┌─ SOURCE DATA

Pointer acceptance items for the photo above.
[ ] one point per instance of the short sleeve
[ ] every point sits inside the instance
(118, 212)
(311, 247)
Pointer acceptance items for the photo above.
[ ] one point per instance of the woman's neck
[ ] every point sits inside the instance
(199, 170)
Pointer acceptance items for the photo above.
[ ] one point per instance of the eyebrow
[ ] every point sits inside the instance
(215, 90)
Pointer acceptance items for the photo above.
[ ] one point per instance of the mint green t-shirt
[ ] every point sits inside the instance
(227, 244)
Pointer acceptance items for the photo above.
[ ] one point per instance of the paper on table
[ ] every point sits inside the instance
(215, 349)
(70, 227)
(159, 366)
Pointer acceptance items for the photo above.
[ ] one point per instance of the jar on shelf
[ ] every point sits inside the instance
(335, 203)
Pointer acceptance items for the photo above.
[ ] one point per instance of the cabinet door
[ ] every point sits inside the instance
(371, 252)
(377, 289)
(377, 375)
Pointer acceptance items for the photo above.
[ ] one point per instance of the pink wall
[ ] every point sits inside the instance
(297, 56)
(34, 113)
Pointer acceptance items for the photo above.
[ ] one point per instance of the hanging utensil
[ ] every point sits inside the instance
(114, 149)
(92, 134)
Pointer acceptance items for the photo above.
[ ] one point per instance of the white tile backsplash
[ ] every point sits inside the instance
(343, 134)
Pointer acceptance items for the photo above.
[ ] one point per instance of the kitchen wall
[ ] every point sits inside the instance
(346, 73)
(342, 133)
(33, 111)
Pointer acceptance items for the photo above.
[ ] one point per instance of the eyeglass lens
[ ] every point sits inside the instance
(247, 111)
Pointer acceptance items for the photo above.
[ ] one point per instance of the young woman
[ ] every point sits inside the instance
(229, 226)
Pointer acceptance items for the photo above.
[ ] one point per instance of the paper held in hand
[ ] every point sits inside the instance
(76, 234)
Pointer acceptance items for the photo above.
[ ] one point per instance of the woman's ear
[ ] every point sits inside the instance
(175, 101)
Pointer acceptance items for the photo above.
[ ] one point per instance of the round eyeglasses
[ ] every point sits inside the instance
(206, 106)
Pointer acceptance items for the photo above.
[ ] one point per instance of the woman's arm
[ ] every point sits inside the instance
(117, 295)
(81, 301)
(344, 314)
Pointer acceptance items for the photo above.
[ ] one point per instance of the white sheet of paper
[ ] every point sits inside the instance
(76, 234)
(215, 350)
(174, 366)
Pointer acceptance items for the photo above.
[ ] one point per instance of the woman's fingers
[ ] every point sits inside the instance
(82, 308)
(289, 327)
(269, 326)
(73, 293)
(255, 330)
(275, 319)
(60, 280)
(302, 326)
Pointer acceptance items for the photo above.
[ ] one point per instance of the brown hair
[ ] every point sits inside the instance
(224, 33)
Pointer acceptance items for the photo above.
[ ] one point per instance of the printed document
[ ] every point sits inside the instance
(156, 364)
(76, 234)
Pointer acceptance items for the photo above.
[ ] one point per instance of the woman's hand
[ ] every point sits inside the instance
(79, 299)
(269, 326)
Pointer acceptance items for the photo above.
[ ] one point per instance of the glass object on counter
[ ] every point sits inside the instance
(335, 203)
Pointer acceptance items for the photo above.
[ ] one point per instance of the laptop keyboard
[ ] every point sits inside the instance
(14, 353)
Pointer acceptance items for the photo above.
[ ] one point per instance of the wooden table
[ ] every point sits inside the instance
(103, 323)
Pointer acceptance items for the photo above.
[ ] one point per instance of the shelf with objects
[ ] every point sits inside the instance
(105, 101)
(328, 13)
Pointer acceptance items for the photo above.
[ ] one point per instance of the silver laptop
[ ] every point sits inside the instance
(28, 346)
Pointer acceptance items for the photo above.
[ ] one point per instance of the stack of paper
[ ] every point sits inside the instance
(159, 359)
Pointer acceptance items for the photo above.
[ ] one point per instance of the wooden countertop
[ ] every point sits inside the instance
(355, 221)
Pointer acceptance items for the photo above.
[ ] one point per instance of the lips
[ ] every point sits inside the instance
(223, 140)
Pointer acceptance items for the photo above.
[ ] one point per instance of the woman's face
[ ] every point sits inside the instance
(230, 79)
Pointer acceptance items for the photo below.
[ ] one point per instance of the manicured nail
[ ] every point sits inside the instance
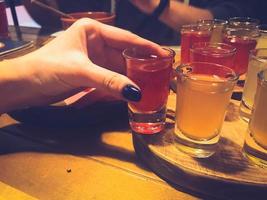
(131, 93)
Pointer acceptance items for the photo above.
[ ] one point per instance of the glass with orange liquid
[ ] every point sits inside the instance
(152, 74)
(191, 34)
(218, 53)
(203, 93)
(255, 146)
(244, 40)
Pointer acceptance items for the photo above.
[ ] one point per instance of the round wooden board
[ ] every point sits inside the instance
(226, 174)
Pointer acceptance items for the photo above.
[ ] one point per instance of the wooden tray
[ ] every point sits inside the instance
(227, 174)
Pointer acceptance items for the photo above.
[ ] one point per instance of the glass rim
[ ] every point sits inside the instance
(231, 78)
(262, 76)
(171, 54)
(254, 32)
(263, 29)
(230, 51)
(244, 20)
(213, 21)
(195, 27)
(252, 53)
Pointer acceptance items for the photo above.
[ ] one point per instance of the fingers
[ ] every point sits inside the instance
(111, 83)
(122, 39)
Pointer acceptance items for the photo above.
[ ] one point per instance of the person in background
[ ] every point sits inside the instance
(88, 54)
(138, 16)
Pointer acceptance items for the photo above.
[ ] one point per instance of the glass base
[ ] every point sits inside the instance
(254, 152)
(147, 123)
(195, 148)
(244, 111)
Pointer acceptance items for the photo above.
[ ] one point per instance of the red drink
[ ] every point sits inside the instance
(152, 74)
(191, 34)
(153, 81)
(218, 53)
(243, 47)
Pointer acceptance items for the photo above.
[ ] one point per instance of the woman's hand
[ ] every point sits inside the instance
(88, 54)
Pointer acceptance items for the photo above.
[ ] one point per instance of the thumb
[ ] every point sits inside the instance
(111, 83)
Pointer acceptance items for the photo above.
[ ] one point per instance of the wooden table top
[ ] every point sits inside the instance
(91, 162)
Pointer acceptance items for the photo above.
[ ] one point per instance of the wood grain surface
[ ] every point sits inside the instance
(228, 173)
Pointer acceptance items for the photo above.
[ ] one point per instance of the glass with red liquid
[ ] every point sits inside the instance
(191, 34)
(3, 20)
(152, 74)
(218, 53)
(244, 40)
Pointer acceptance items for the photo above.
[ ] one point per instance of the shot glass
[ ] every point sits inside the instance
(255, 146)
(257, 62)
(262, 41)
(152, 74)
(3, 20)
(218, 26)
(203, 93)
(241, 22)
(244, 40)
(191, 34)
(218, 53)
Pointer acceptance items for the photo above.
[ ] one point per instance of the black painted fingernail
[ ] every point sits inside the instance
(131, 93)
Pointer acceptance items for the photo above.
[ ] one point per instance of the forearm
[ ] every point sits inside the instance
(178, 14)
(15, 84)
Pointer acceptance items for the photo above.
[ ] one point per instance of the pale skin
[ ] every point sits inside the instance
(176, 15)
(88, 54)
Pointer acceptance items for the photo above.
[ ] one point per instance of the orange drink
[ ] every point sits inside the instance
(203, 93)
(202, 122)
(258, 123)
(255, 146)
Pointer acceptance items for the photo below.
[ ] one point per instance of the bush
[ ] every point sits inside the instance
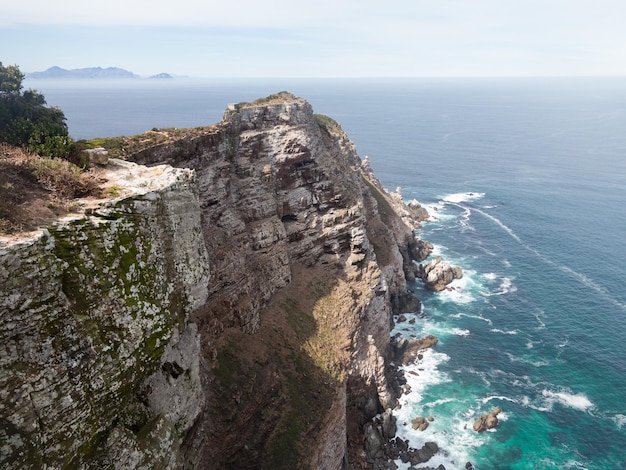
(26, 122)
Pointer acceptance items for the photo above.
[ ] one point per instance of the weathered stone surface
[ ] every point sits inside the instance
(119, 342)
(487, 421)
(88, 307)
(406, 351)
(97, 156)
(437, 274)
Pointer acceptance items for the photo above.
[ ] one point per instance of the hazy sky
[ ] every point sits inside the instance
(319, 38)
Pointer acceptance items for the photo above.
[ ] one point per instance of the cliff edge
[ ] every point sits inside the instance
(230, 310)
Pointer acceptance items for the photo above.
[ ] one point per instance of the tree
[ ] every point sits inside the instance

└─

* _PROBLEM DESCRIPTION_
List every line of the items above that contains the word "laptop", matching its case exactly.

* _WRITTEN SOLUTION_
[ ] one point per instance of the laptop keyboard
[ ] one point per instance of the silver laptop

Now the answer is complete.